Detection examples:

►

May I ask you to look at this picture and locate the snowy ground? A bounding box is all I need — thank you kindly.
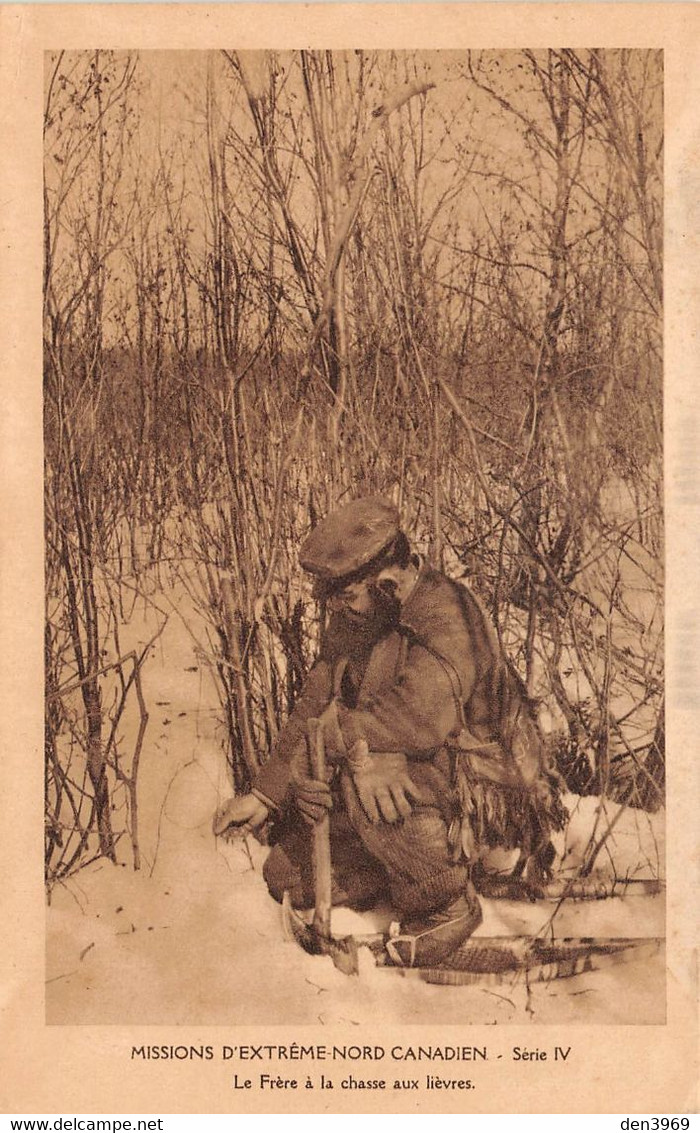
[46,580,665,1025]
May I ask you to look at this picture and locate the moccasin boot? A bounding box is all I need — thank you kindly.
[385,887,483,968]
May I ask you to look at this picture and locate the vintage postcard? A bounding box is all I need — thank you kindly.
[0,3,700,1115]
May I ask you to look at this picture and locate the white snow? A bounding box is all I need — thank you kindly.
[46,580,665,1026]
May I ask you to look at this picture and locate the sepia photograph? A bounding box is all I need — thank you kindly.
[43,40,667,1033]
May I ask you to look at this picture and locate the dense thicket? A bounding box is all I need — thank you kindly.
[44,50,663,880]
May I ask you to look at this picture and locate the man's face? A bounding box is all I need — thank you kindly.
[328,578,376,619]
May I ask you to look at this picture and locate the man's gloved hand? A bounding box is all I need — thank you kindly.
[290,741,333,825]
[212,794,270,837]
[347,740,422,823]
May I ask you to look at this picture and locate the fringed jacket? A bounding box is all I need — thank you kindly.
[253,567,558,844]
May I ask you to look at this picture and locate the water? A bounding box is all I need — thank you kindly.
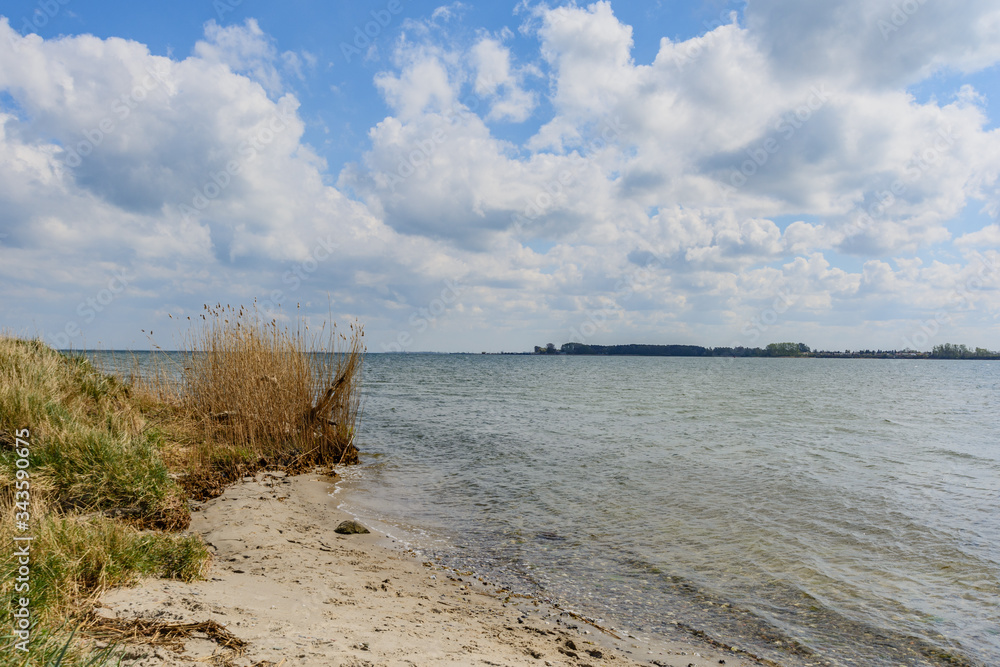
[343,355,1000,666]
[88,354,1000,667]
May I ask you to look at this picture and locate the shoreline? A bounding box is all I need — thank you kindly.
[97,472,775,667]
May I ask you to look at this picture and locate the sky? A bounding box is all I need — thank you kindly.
[0,0,1000,352]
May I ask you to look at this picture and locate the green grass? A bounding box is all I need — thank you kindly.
[0,322,364,667]
[0,337,208,665]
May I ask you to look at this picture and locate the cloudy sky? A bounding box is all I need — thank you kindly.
[0,0,1000,352]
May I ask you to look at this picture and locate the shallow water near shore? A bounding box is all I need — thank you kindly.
[90,354,1000,667]
[342,354,1000,666]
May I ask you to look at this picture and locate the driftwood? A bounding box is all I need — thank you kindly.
[303,373,347,426]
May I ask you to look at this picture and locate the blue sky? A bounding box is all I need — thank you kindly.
[0,0,1000,351]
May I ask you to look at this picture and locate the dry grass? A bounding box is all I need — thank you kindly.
[133,304,365,498]
[0,306,365,665]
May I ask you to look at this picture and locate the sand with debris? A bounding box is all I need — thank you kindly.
[98,473,760,667]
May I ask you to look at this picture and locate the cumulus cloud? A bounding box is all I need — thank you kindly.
[0,0,1000,349]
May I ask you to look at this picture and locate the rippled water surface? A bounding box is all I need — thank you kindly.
[343,354,1000,666]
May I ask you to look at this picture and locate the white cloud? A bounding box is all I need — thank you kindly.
[0,0,1000,349]
[194,18,284,93]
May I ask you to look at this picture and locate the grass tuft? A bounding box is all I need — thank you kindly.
[0,312,364,667]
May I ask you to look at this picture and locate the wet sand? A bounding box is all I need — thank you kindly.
[98,473,762,667]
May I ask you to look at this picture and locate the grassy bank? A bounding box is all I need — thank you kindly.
[0,307,363,665]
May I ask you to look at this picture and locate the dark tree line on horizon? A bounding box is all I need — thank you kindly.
[535,343,1000,359]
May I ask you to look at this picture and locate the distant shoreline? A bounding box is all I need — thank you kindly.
[532,343,1000,361]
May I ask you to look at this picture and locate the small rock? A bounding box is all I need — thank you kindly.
[333,519,371,535]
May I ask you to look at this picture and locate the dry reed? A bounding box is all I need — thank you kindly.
[170,304,365,476]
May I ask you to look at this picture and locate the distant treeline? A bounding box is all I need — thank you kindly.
[535,343,1000,359]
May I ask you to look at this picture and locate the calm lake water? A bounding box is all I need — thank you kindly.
[343,354,1000,667]
[90,354,1000,667]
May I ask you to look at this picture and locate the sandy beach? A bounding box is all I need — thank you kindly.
[98,472,762,667]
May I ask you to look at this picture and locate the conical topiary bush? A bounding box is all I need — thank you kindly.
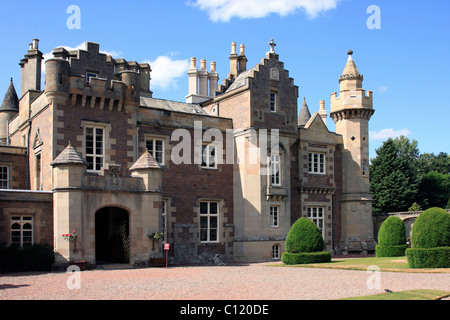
[406,208,450,268]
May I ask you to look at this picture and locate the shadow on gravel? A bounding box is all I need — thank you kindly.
[0,284,30,290]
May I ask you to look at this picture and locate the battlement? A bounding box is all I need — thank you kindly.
[331,89,373,113]
[186,58,219,103]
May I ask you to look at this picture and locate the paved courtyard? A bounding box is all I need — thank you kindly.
[0,263,450,301]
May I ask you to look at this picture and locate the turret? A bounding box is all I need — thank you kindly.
[330,50,375,253]
[45,48,70,104]
[19,39,44,96]
[0,78,19,145]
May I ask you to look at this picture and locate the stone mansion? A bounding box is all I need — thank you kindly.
[0,40,376,264]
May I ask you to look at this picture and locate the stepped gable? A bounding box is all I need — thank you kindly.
[50,142,88,166]
[130,150,162,171]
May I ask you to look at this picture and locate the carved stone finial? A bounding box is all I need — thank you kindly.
[269,39,277,53]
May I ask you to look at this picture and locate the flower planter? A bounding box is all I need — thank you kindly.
[69,261,88,271]
[148,258,166,268]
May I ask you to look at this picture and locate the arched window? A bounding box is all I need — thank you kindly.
[272,244,281,260]
[11,216,33,248]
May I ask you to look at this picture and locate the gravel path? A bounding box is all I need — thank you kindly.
[0,263,450,300]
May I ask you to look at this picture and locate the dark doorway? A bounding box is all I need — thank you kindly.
[95,207,130,264]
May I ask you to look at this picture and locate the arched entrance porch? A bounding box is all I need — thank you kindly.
[95,207,130,264]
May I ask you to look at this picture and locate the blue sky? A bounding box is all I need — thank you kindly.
[0,0,450,157]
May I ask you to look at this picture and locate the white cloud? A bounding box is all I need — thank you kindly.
[370,129,412,140]
[378,86,389,93]
[146,56,189,90]
[187,0,342,22]
[42,42,189,90]
[42,42,122,78]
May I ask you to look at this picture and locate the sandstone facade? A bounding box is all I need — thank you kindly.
[0,41,374,264]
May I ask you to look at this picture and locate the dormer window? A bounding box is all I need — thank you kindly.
[86,72,98,85]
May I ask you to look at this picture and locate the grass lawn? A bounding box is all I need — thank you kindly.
[277,257,450,273]
[340,290,450,300]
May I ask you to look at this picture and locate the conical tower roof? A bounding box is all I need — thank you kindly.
[339,50,363,81]
[298,98,311,126]
[50,142,88,166]
[0,78,19,112]
[130,150,161,171]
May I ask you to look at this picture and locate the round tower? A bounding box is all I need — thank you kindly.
[330,50,375,254]
[0,78,19,145]
[45,48,70,104]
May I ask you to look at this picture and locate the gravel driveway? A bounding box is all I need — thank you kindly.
[0,263,450,301]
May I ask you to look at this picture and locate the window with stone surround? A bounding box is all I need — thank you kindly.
[146,138,165,165]
[270,91,277,112]
[202,144,217,169]
[10,216,34,248]
[270,154,281,187]
[0,166,9,189]
[270,206,280,227]
[200,201,219,243]
[309,152,325,174]
[86,72,98,85]
[85,126,105,172]
[308,207,324,236]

◄

WHAT IS BEING ASKED
Print the data above line for line, leaving out every picture. Please keep everything else word for word.

RESULT
May I ask you to look at this picture and locate the snowy ground? A bounding box is all I need — thank you kindly.
[46,580,665,1025]
May I ask you to look at this picture and locate the moccasin boot? A bounding box is all I need — thank you kindly.
[385,887,483,968]
May I ask you to look at this picture and locate the vintage postcard? A bounding box is all I need — thank you kindly.
[0,3,700,1115]
May I ask you to look at this picture and locate the white snow? A bounding box is all I need — thank you kindly.
[46,580,665,1026]
May I ask you to look at this picture and locate the sepia photograph? A bounding box is all I need — thank you kindly.
[43,40,667,1033]
May I ask you to look at this picture and locate the dense thicket? A bounding box is all I need — thank you kindly.
[44,50,663,880]
May I ask you to look at this picture and locate the man's face? A bounding box is all I need — thank you kindly.
[328,578,376,619]
May I ask you to look at this picture and locate the man's gloved hand? A bounding box is all I need — thank you kindly.
[290,741,333,825]
[212,794,270,837]
[347,740,422,823]
May I ask you to look at this picture and locate the fringed jacket? A bounding box is all I need — thank you kindly.
[253,567,558,844]
May I ask you to look at this picture and locate the water? A bounding box is all I need — thank you kindly.
[343,355,1000,666]
[88,354,1000,667]
May I ask you to look at this picture and locate the shoreline? A bounding box is all I need — thank you kindly.
[97,472,775,667]
May I ask you to look at this picture and locate the sky? A bounding box is all I need — thank you kindly.
[0,0,1000,352]
May I ask you to look at this picture and locate the green grass? A bounding box is all I need — thank you kindly.
[0,322,364,667]
[0,337,208,665]
May I ask you to look at this picture and locate the cloudy sky? A bounding box is all I need — thank you kindly.
[0,0,1000,352]
May I ask you to look at this picture and locate the shallow water near shore? A bounding box is all I need — thank you kindly.
[90,354,1000,667]
[342,354,1000,666]
May I ask you to look at this picture and locate the driftwood? A bounding box is all I need — thank you kindly.
[303,373,347,426]
May I ask you to look at this picture and locate the blue sky? A bounding box is all I need — thank you kindly.
[0,0,1000,351]
May I ask you to look at this picture and locate the dry grass? A bounding box is all I need — thank you kindly.
[133,304,365,498]
[0,306,365,665]
May I ask you to look at this picture and locate the sand with debris? A bounding box is all I need — thank you kindly.
[98,473,760,667]
May I ask you to look at this picture and locate the cumulus cloud? A bounding box is all I need — thank you kindly.
[0,0,1000,349]
May I ask you to look at this picture and locate the rippled water surface? A bounding box is all I need — thank you kindly.
[343,354,1000,666]
May I ask you to look at this picture and locate the white cloud? A bounding box is all I need — thank you kindly.
[0,0,1000,349]
[194,18,284,93]
May I ask you to look at this picture and locate the grass tuft? A bounding box is all I need — thank you kindly.
[0,312,364,667]
May I ask you to look at this picture and locate the wet sand? A bounding box is all I need — thank you kindly.
[98,473,762,667]
May I ask you to look at this picture and locate the grassy bank? A bounding box is all I need — thank you kindly.
[0,307,363,665]
May I ask you to look at this picture and locate the dark tree line on horizon? A bounding box is all I need — thank you kindly.
[535,343,1000,359]
May I ask you to look at this picture and locate the distant shoreline? A bounding box is all I need — thank you kindly.
[532,343,1000,361]
May I ask you to look at this picture and locate the small rock? A bounding box is all I need — thank you kindly.
[333,519,371,535]
May I ask you to look at this picture and locate the dry reed? A bounding box is all I need — thank you kindly.
[170,304,365,476]
May I ask you to look at this picture and locate the distant treeline? A bounding box is all I need — thank you kindly.
[535,343,1000,359]
May I ask you to look at this picture and locate the calm lake water? A bounding box is all I need — thank you kindly.
[343,354,1000,667]
[90,354,1000,667]
May I ask you to look at this picture and locate the sandy beach? A bounding box is all I need — thank you kindly.
[98,472,762,667]
May I ask you to look at this picture and locate the conical topiary bush? A bounding box is all I need — thank you kindly.
[406,208,450,268]
May I ask you to look at this picture and locate the shadow on gravel? A bounding box is all I need — thank you kindly.
[0,284,30,290]
May I ask you to look at this picture and locate the battlement? A bounding box is all I need — thank you kindly.
[331,89,373,113]
[186,58,219,103]
May I ask you to look at this picture and locate the paved courtyard? A bounding box is all I need — thank you kindly.
[0,263,450,301]
May I ask you to look at this picture and locate the turret? A bounding box is all I need — thank you kindly.
[330,50,375,253]
[45,48,70,104]
[19,39,44,96]
[0,78,19,145]
May I ask you to look at this picture and locate the stone mansion? A bounding box is all I need — thank you kindly.
[0,40,376,264]
May I ask you to look at this picture and locate the stepped gable? A bounding box is all I need — thank you kindly.
[50,142,88,166]
[130,150,162,171]
May I ask you to look at this picture and locate the carved stone finial? A bounding box is all I need — thank you kindly.
[269,39,277,53]
May I ask you to look at this picture and locate the flower planter? A bounding box is all I need — thank you kindly.
[69,261,88,271]
[148,258,166,268]
May I ask you to look at this picture and locate the arched window? A bounding box is all I need — thank you kindly.
[272,244,281,260]
[11,216,33,248]
May I ask you to look at this picture and locate the gravel path? A bounding box is all I need — thank you kindly.
[0,263,450,300]
May I ask you to look at this picture and locate the dark doorway? A bounding box is all I need — thank you kindly.
[95,207,130,264]
May I ask you to look at this picture and locate the arched entrance porch? A bounding box is all I need — thank you kindly.
[95,207,130,264]
May I ask you to look at this picture and locate the blue sky? A bounding box is all I need — thank you kindly.
[0,0,450,157]
May I ask you to look at this picture and locate the white cloud? A bounding box is all I need — thank you kindly.
[370,129,412,140]
[378,86,389,93]
[146,56,189,90]
[187,0,342,22]
[42,42,189,90]
[42,42,122,78]
May I ask you to look at this picture and locate the sandstone facade? A bounding box is all I need — thank you kindly.
[0,41,374,264]
May I ask you to look at this picture and locate the dormer window? A bounding box is all I need — thank you kindly.
[86,72,98,85]
May I ask you to look at this picture and locate the grass lawn? A bounding box is all I need — thank you kindly.
[277,257,450,273]
[340,290,450,300]
May I ask you to look at this picture and locate the conical tower roof? A bounding box is all I need — thank you kindly.
[339,50,363,81]
[298,98,311,126]
[50,142,88,166]
[0,78,19,112]
[130,150,161,171]
May I ask you to look at this picture and locate the round tower? A bounding box is all I need — thank you kindly.
[330,50,375,254]
[0,78,19,145]
[45,48,70,104]
May I ask you to look at this picture and locate the gravel driveway? A bounding box is all I need — thank you kindly.
[0,263,450,301]
May I ask you to look at this picture and locate the window with stone surround? A bounding box is all I need — thank you kindly.
[146,138,165,165]
[270,91,277,112]
[202,144,217,169]
[10,216,34,248]
[270,154,281,187]
[0,166,9,189]
[270,206,280,227]
[200,201,219,243]
[309,152,325,174]
[86,72,98,85]
[85,126,105,172]
[308,207,324,236]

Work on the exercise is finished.